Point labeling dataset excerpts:
---

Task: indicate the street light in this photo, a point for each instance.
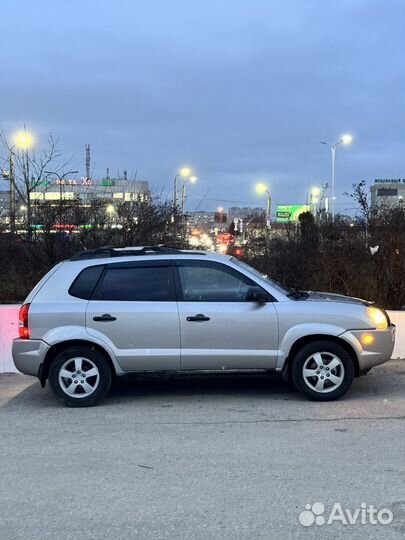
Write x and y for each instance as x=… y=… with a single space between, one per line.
x=24 y=139
x=314 y=197
x=192 y=180
x=345 y=139
x=262 y=189
x=184 y=172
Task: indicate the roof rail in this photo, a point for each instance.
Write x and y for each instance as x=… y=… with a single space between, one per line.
x=108 y=251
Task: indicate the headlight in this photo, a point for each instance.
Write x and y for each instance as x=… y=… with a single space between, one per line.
x=377 y=317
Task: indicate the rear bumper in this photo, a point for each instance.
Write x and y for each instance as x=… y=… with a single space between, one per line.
x=373 y=347
x=28 y=355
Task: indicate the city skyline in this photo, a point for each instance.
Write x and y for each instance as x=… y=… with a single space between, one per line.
x=239 y=93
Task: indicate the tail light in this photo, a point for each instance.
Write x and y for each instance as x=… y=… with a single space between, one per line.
x=23 y=322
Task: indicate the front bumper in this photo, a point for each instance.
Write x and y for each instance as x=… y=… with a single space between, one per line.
x=373 y=347
x=28 y=355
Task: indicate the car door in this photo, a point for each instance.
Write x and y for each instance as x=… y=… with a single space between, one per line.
x=134 y=310
x=219 y=327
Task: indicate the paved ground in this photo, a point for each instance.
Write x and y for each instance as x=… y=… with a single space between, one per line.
x=229 y=457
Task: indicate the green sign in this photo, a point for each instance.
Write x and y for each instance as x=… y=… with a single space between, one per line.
x=290 y=212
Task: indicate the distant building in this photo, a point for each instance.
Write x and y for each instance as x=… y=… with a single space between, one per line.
x=387 y=191
x=245 y=212
x=85 y=189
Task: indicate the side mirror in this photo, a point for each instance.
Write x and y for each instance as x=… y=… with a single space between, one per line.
x=257 y=294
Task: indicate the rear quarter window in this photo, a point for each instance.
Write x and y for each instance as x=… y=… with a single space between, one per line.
x=85 y=283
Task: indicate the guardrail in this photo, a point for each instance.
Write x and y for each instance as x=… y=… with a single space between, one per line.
x=9 y=330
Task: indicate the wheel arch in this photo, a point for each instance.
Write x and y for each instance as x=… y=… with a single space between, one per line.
x=302 y=341
x=55 y=349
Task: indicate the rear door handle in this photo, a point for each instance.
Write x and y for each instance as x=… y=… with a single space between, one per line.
x=197 y=318
x=104 y=318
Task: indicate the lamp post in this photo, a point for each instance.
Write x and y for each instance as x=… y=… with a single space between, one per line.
x=185 y=172
x=313 y=198
x=345 y=139
x=23 y=141
x=262 y=189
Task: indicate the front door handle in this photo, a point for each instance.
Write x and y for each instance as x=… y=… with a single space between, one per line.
x=104 y=318
x=199 y=317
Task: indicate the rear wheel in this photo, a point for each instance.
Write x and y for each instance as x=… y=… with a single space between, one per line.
x=322 y=370
x=80 y=376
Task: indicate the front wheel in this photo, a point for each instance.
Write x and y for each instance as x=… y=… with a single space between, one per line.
x=322 y=370
x=80 y=376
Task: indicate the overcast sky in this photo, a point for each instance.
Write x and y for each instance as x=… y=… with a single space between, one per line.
x=240 y=90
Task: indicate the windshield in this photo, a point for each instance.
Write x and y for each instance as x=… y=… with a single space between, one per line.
x=278 y=286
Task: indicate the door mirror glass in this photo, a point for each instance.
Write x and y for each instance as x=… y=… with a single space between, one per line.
x=257 y=294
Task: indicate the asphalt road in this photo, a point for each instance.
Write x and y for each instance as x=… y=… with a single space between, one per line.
x=201 y=458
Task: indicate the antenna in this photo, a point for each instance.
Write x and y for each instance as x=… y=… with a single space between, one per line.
x=87 y=161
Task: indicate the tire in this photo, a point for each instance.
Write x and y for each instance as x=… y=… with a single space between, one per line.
x=322 y=370
x=80 y=376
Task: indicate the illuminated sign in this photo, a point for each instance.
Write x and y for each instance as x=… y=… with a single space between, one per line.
x=389 y=181
x=82 y=182
x=290 y=212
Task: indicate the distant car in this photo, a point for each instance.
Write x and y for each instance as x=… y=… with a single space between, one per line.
x=108 y=312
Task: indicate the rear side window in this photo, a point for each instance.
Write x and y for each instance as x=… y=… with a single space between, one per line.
x=85 y=283
x=142 y=283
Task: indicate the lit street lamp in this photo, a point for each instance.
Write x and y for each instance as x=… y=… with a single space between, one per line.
x=192 y=180
x=345 y=139
x=262 y=189
x=23 y=141
x=314 y=198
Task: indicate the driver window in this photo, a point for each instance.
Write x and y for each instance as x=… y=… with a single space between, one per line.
x=211 y=282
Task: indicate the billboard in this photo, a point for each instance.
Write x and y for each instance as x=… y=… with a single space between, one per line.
x=290 y=212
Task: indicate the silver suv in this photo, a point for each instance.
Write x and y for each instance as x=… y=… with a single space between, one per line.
x=108 y=312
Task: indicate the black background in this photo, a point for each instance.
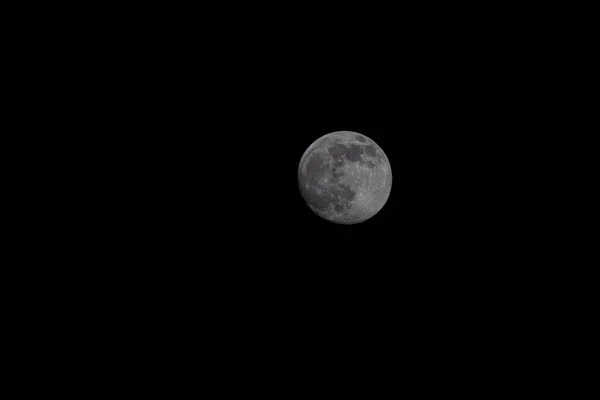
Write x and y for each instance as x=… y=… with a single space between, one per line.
x=205 y=229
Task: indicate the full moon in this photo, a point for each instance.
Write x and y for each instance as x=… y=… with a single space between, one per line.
x=345 y=177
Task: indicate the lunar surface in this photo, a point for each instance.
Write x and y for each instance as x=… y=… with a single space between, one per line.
x=345 y=177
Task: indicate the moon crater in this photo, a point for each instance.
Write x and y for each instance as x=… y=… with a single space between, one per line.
x=345 y=177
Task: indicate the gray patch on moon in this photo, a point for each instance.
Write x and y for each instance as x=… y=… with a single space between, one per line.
x=371 y=150
x=349 y=194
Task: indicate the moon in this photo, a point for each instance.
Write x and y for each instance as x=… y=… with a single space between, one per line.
x=345 y=177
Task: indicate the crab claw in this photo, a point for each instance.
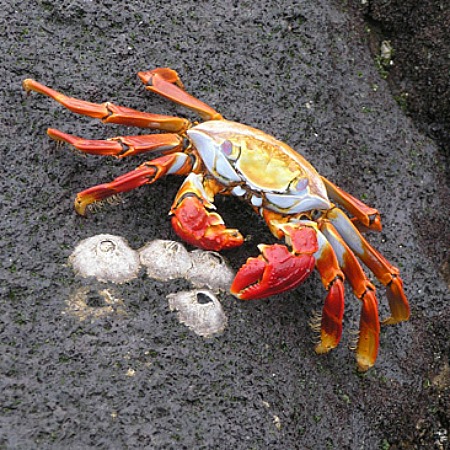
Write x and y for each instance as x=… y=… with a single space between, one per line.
x=274 y=271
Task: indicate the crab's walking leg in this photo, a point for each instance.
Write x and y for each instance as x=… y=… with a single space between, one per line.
x=381 y=268
x=167 y=83
x=365 y=215
x=364 y=290
x=110 y=113
x=121 y=146
x=194 y=223
x=147 y=173
x=333 y=279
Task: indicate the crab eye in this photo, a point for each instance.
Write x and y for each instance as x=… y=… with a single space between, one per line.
x=316 y=214
x=229 y=150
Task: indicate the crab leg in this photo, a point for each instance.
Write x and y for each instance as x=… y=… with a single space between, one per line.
x=381 y=268
x=147 y=173
x=121 y=146
x=333 y=280
x=365 y=215
x=110 y=113
x=193 y=222
x=167 y=83
x=364 y=290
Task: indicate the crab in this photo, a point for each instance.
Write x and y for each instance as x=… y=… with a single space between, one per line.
x=219 y=156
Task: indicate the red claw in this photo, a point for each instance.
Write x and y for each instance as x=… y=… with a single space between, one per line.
x=274 y=271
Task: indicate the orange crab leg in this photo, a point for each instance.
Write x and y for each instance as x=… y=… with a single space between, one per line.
x=121 y=146
x=364 y=290
x=147 y=173
x=367 y=216
x=167 y=83
x=110 y=113
x=333 y=280
x=377 y=263
x=193 y=222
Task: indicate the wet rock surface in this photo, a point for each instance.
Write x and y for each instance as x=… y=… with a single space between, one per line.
x=301 y=71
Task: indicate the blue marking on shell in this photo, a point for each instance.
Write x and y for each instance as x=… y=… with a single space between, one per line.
x=294 y=204
x=238 y=191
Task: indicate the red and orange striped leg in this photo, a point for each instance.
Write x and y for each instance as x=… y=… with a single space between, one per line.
x=121 y=146
x=167 y=83
x=364 y=290
x=147 y=173
x=365 y=216
x=194 y=223
x=377 y=263
x=333 y=279
x=110 y=113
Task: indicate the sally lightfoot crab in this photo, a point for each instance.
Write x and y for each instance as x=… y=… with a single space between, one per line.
x=298 y=205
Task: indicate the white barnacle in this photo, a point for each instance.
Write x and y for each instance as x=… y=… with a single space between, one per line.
x=199 y=310
x=165 y=260
x=105 y=257
x=209 y=269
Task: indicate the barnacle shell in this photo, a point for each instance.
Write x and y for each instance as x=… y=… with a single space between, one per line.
x=105 y=257
x=199 y=310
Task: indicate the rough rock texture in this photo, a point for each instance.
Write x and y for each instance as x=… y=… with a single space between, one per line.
x=420 y=74
x=138 y=379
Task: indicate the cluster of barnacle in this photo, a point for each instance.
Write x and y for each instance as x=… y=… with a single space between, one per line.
x=109 y=258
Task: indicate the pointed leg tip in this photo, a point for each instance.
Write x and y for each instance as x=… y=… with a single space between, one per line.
x=364 y=363
x=322 y=348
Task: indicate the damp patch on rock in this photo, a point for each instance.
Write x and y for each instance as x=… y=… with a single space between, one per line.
x=105 y=257
x=199 y=310
x=86 y=303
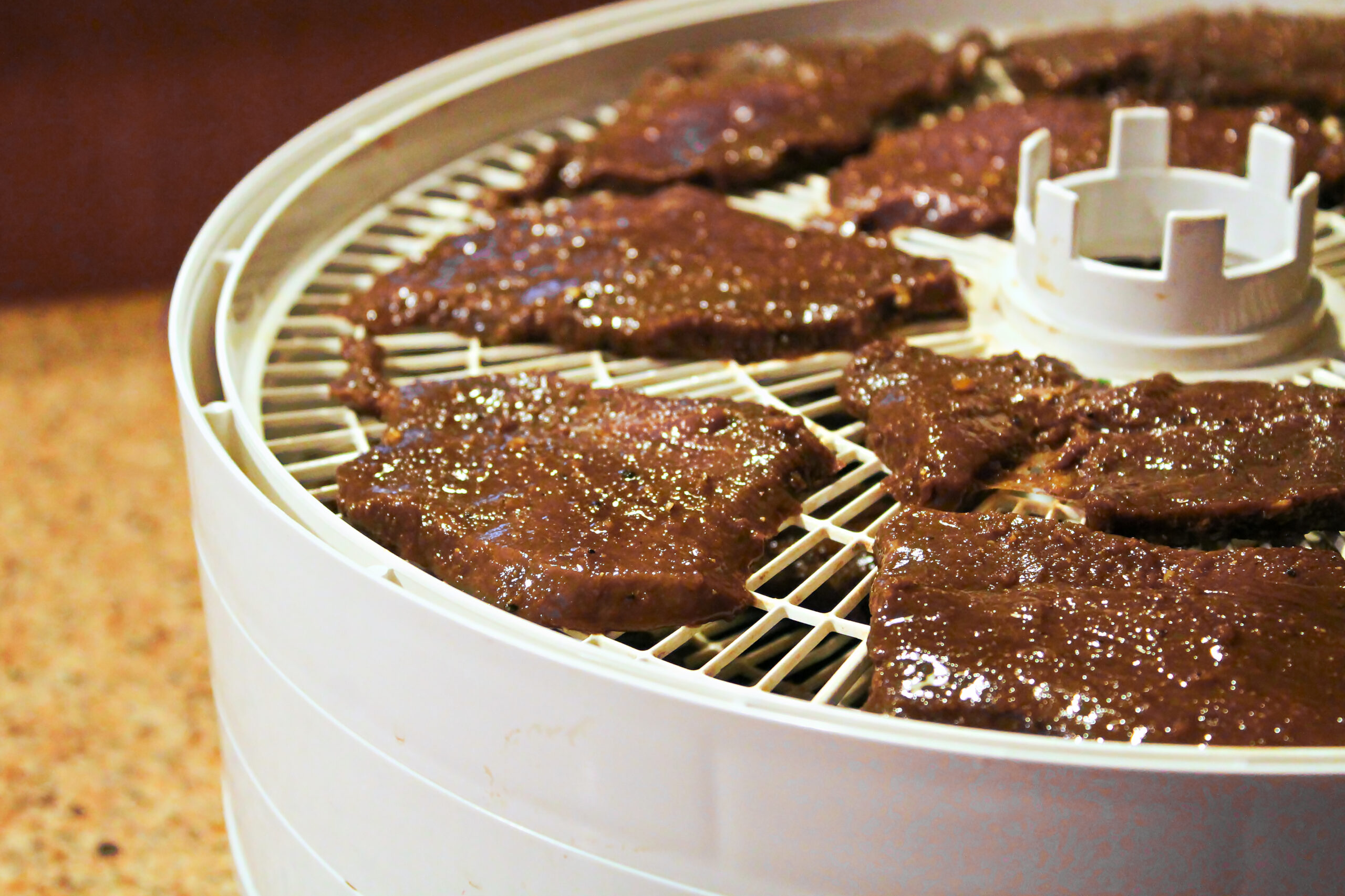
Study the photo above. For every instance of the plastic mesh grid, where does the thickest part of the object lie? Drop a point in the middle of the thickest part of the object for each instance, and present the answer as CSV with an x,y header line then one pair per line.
x,y
805,634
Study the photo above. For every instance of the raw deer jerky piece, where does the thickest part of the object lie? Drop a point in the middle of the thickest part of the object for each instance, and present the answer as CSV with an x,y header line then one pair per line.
x,y
1033,626
1183,463
677,274
950,427
577,507
1207,57
959,175
1191,463
752,111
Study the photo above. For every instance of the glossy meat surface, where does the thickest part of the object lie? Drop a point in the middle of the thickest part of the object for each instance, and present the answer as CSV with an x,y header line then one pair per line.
x,y
947,427
576,507
677,274
1207,57
1183,463
752,111
1191,463
961,174
1033,626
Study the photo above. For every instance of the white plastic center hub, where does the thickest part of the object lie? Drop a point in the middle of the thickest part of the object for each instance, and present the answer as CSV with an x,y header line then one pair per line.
x,y
1233,286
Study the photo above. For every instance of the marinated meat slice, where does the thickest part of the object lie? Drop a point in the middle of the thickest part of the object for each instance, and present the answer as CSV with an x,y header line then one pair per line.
x,y
752,111
1034,626
576,507
1191,463
1183,463
677,274
950,427
1206,57
959,175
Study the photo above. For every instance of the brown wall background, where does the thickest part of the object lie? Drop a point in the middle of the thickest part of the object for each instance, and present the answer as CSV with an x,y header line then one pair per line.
x,y
123,123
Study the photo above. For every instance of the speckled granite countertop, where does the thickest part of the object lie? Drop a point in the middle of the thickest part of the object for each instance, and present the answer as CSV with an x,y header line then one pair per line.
x,y
109,768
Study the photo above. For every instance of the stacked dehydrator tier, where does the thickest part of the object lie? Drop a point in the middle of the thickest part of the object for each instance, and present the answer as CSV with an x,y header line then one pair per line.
x,y
385,734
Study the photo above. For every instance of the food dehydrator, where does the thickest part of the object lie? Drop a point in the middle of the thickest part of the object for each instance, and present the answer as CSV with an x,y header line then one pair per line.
x,y
385,734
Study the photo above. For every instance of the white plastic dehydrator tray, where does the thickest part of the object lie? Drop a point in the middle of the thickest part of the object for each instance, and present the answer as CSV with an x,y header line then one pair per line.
x,y
389,735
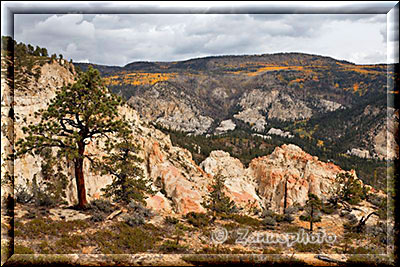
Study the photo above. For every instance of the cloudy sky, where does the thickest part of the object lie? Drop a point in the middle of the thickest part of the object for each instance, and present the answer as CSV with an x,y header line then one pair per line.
x,y
114,39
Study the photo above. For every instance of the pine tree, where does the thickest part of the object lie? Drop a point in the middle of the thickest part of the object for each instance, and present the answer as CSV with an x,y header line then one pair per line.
x,y
37,51
217,201
349,188
313,205
44,52
122,162
79,113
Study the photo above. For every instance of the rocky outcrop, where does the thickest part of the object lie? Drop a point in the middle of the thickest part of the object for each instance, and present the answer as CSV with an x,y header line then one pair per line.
x,y
182,182
224,126
279,132
291,168
179,183
171,109
239,184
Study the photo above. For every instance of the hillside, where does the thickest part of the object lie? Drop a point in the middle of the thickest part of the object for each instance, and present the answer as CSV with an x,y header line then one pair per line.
x,y
334,109
269,195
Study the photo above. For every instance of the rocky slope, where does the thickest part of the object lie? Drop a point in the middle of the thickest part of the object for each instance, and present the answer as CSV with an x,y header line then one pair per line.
x,y
300,91
180,184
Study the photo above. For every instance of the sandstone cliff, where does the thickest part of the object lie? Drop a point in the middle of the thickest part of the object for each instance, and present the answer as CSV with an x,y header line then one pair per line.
x,y
179,183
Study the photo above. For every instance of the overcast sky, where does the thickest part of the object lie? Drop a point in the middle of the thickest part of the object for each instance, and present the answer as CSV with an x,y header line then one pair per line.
x,y
114,39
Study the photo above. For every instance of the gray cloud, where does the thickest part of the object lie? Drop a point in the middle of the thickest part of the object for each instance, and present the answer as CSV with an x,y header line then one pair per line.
x,y
116,39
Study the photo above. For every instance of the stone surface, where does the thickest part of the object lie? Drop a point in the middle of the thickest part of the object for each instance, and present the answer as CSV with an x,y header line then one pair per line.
x,y
304,174
239,185
224,126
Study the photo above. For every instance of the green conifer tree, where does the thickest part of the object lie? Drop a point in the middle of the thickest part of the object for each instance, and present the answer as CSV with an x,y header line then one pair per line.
x,y
217,202
78,114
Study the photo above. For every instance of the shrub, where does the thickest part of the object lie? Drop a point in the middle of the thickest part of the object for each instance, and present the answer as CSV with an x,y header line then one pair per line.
x,y
291,210
268,213
246,220
102,205
171,220
20,249
97,217
307,218
288,218
138,208
328,208
172,246
269,221
22,195
134,219
309,247
197,219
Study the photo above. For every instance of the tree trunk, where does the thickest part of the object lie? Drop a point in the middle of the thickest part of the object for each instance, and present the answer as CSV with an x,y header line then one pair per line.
x,y
285,197
80,180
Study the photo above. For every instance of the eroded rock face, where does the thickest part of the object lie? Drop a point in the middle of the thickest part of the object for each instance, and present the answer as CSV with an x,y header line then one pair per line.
x,y
239,184
179,183
304,174
171,109
183,183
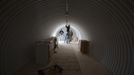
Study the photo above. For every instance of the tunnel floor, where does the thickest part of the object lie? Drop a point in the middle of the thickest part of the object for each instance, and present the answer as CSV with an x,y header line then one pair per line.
x,y
71,60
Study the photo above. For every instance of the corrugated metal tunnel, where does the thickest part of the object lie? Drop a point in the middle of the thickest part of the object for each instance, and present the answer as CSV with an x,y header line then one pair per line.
x,y
108,24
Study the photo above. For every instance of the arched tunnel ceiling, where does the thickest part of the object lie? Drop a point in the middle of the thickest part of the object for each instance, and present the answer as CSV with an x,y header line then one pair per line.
x,y
108,23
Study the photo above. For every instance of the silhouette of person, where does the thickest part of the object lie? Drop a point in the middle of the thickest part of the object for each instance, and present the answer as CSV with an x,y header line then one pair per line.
x,y
61,32
68,28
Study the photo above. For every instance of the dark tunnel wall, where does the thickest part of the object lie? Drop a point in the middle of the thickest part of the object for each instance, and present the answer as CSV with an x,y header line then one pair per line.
x,y
110,24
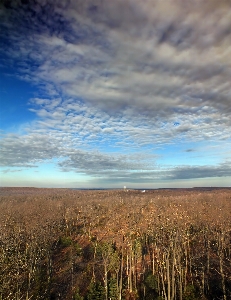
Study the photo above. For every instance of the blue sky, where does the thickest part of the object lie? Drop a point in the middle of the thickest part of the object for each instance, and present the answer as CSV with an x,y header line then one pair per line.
x,y
102,94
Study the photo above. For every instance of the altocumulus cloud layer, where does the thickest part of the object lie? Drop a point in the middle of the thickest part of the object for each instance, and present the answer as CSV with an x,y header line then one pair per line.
x,y
126,91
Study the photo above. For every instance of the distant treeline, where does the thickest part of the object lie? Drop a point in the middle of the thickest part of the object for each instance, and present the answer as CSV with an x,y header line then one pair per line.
x,y
111,244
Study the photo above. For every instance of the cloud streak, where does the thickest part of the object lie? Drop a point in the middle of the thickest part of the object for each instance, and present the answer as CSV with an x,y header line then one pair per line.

---

→ Short task
Only the lines from the line bearing "Study the photo above. For every instance of the arched" to the end of the listing above, both inclusive, should be extracted verbatim; the pictures are excluded.

→ Full answer
Study the photo above. For every instance of the arched tunnel ceiling, where does the thickest part of the object lie? Drop a point in the middle of the thickest part of the object for each instance, and present the answer as CSV with an x,y header line then one pair per line.
x,y
108,23
Study the photo above. For every instance of the silhouette of person, where does the thickest part of the object lie? Drop a point in the middle of the thickest part of the object for each instance, and present the answer as CSV with an x,y header line then one pair per line.
x,y
61,32
68,28
Study the photo above. For every instance of the dark tunnel wall, where does the thickest part of the object lie? Drop a point in the middle of the thickest part of the object for each instance, and present the answer as CSV with an x,y header line then one pair per line.
x,y
110,24
Study the photo above. For every instance of the blue sky, where does the thickest part of the object lie? Drop a point in the middle of the thickest part of the object for each instance, and present the answer as CSV with an x,y header line then one pair per line.
x,y
102,94
Study the photo above. For every instance of the altocumulus cloud layer, where does the thickest part of the object lie? Drop a point in the middle of the thickest part of the object for each instance, and present the answer as CSV with an x,y header line then one pair per line.
x,y
126,91
Study the photo above. For every instance of the distant treeline, where does the thickest part of the object lie? Drop a point in the middle of the thickest part of the object for each instance, and present the answer as CSV with an x,y header line then one pair per line.
x,y
111,244
Study the photo above. For every instance of the cloud streak, where does the thickest part of the object lie? Drop a point in the middle of the thickest part of the object for each instance, and present the answer as CSV with an x,y header line then one pair per line.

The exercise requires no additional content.